* **EXERCISE AIM**: Can you pick out and copy every line in the listing below that contains the word "leaf"? Case counts when matching.

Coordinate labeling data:
(begin)

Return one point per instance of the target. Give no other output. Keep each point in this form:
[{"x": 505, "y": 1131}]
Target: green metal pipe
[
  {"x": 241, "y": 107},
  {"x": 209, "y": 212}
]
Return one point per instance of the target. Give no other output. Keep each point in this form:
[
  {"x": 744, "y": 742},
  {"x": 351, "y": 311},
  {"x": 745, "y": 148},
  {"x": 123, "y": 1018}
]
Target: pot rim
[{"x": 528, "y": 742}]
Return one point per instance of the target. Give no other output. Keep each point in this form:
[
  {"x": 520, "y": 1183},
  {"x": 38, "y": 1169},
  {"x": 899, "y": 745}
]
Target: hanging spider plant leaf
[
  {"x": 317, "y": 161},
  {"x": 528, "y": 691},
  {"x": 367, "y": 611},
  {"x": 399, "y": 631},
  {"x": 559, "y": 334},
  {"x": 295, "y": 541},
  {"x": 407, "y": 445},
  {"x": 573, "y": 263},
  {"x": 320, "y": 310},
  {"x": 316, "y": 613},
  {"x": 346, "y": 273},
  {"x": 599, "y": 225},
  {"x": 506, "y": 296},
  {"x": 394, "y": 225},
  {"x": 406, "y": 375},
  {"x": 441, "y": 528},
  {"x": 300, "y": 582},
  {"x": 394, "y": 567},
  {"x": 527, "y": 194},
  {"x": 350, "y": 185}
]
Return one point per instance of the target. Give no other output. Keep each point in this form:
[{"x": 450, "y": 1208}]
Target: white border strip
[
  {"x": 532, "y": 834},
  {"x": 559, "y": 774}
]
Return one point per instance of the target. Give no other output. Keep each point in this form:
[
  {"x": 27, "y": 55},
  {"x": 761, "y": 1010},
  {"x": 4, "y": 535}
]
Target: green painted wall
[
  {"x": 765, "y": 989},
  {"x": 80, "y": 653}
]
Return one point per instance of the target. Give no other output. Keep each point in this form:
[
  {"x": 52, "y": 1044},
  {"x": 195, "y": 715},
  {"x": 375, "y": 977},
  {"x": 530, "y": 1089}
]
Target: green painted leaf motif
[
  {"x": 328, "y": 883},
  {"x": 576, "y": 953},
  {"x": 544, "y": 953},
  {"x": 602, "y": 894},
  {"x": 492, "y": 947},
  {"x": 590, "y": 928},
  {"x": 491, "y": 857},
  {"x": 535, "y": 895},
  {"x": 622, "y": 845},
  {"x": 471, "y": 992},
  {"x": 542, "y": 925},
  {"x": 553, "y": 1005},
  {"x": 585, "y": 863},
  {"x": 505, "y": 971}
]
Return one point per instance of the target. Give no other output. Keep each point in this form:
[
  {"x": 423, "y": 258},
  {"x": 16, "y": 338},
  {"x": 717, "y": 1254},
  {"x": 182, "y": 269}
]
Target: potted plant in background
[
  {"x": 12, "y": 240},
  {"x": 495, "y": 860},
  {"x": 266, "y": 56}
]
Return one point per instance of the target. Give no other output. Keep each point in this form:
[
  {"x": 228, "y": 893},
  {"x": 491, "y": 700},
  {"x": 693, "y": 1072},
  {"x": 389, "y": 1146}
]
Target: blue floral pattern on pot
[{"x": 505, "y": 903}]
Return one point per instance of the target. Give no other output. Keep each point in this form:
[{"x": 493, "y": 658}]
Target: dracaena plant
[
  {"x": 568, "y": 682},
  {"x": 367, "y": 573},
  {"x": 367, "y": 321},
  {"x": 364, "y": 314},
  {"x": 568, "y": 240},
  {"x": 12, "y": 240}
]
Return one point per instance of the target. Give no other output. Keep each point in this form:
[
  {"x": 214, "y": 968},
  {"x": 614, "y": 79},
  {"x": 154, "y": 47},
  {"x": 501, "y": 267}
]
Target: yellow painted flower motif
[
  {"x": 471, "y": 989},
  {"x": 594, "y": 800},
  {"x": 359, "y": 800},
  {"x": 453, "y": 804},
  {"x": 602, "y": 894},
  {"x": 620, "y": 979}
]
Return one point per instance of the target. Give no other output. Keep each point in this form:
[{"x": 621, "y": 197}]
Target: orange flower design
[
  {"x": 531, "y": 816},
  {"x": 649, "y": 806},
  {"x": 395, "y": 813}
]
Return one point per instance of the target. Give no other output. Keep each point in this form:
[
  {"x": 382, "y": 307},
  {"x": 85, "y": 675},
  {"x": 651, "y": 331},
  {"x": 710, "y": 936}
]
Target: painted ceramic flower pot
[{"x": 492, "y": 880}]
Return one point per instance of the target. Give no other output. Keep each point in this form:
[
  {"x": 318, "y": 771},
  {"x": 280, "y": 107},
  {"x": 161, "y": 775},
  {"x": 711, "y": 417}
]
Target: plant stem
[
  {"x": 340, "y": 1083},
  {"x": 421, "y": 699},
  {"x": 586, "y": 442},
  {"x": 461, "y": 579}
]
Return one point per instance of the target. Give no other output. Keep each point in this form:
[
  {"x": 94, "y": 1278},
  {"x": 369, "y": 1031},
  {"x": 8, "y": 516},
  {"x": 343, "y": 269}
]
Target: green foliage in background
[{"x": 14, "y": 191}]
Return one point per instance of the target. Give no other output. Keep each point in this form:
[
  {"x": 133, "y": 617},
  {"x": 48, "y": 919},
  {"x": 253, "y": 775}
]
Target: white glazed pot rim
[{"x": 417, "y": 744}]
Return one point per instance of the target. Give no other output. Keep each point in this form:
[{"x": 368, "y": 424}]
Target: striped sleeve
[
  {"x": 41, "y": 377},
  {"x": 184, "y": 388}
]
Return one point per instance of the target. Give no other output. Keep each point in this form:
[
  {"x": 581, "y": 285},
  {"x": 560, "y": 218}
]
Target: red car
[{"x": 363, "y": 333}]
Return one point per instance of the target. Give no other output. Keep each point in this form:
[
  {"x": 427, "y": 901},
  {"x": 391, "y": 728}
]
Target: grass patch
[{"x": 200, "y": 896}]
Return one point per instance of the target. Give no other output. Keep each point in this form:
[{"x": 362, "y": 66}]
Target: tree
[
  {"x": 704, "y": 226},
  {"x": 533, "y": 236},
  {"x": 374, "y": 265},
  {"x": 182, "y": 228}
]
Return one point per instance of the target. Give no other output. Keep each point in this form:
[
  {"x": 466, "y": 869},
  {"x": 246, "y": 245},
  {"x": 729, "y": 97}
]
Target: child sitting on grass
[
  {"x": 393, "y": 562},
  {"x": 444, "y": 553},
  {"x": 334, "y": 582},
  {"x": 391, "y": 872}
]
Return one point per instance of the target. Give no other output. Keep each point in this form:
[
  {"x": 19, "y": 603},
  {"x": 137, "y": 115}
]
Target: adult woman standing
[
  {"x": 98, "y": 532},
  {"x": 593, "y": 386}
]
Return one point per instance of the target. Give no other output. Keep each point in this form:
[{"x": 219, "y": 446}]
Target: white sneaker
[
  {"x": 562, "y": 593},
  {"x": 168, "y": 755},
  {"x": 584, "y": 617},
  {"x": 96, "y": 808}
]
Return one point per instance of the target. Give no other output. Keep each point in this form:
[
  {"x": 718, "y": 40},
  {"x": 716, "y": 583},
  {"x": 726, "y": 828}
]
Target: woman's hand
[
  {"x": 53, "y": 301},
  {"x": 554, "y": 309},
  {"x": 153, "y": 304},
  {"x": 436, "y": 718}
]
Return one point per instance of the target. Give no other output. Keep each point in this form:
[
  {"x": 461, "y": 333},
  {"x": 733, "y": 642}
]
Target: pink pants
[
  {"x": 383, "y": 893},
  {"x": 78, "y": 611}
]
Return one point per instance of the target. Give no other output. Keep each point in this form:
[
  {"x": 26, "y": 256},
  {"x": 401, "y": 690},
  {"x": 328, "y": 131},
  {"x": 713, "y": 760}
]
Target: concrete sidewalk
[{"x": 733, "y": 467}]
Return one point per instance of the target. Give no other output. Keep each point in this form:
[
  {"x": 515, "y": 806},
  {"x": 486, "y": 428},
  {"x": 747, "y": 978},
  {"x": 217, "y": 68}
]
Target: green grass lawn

(end)

* **FINISHED ANSWER**:
Target: hanging spider plant leaf
Target: green painted leaf motif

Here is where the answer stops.